§ **УКАЗАНИЯ И ТРЕБОВАНИЯ**
Повторите дословно часть приведенного ниже фрагмента о резиновых ковриках, начиная со слов «И вот послушайте: килограмм» и заканчивая словами «надо было выполнять.».

§ **ФРАГМЕНТ ТЕКСТА**
★ ★ ★ ★

И вот послушайте: килограмм сырой резины 11 рублей стоил. А килограмм бытовых ковриков, то есть когда эта резина прошла ещё целый ряд операций - с затратой энергии, труда, пара, воздуха там и так далее, и так далее - 3 рубля. Это вот такая экономика была! Значит, готовая продукция - за килограмм 3 рубля, а сырая резина, из которой сделаны - это 11 рублей килограмм! Вот, чистый убыток! Но, но: вот эта продукция, которая называлась "предметы народного потребления" - она шла отдельной строчкой в плане. Если цех выполнил план по всем показателям, но строчка "предметы народного потребления" не выполнена, значит, никакой премии быть не может. Поэтому хочешь не хочешь, а эту абсолютно экономически невыгодную продукцию надо было выполнять.

★ ★ ★ ★

§ **ИСХОДНЫЕ ДАННЫЕ**
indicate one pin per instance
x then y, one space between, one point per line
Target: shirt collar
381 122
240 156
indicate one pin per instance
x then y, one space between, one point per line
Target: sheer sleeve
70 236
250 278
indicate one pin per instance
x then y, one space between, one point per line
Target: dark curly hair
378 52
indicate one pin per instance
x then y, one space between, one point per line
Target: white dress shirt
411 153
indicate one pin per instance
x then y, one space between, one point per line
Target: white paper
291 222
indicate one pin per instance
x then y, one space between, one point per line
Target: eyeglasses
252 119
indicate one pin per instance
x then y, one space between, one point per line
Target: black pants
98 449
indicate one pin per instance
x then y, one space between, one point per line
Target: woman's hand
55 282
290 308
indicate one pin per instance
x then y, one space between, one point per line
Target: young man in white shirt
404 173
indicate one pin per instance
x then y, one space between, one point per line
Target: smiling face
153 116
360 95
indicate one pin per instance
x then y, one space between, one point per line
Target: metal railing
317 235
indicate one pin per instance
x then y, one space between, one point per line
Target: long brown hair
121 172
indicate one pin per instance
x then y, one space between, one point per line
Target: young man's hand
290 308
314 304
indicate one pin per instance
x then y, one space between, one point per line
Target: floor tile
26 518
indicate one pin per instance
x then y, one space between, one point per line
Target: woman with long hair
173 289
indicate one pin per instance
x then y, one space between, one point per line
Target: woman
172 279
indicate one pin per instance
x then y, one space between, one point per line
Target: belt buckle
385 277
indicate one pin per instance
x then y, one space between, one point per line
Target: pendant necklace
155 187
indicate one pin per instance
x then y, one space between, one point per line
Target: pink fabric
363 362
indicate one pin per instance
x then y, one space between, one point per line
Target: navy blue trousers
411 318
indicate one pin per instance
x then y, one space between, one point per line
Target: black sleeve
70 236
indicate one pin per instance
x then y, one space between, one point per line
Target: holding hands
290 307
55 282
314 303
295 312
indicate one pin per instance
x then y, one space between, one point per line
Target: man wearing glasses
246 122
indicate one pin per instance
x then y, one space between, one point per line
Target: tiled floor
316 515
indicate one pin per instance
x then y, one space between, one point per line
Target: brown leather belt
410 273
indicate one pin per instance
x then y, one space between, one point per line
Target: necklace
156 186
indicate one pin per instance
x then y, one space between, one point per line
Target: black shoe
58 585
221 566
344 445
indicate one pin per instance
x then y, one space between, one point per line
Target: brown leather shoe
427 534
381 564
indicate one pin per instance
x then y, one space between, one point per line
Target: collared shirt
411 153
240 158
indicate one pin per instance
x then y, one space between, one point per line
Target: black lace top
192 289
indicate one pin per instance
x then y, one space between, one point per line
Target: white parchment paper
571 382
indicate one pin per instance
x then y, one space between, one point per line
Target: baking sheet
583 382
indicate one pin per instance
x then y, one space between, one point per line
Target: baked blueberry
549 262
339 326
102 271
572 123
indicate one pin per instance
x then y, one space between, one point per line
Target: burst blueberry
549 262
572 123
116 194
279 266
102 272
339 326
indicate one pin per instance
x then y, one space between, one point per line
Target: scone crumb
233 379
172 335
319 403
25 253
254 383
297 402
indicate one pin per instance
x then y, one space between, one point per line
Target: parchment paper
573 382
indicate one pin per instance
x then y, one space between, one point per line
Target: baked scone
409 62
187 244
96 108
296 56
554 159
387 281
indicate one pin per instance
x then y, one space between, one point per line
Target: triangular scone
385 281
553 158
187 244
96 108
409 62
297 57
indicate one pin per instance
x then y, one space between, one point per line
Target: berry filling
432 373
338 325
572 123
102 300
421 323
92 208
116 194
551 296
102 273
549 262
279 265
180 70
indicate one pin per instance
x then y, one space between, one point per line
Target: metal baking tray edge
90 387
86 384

★ ★ ★ ★

§ **РЕЗУЛЬТАТ ЗАДАНИЯ**
И вот послушайте: килограмм сырой резины 11 рублей стоил. А килограмм бытовых ковриков, то есть когда эта резина прошла ещё целый ряд операций - с затратой энергии, труда, пара, воздуха там и так далее, и так далее - 3 рубля. Это вот такая экономика была! Значит, готовая продукция - за килограмм 3 рубля, а сырая резина, из которой сделаны - это 11 рублей килограмм! Вот, чистый убыток! Но, но: вот эта продукция, которая называлась "предметы народного потребления" - она шла отдельной строчкой в плане. Если цех выполнил план по всем показателям, но строчка "предметы народного потребления" не выполнена, значит, никакой премии быть не может. Поэтому хочешь не хочешь, а эту абсолютно экономически невыгодную продукцию надо было выполнять.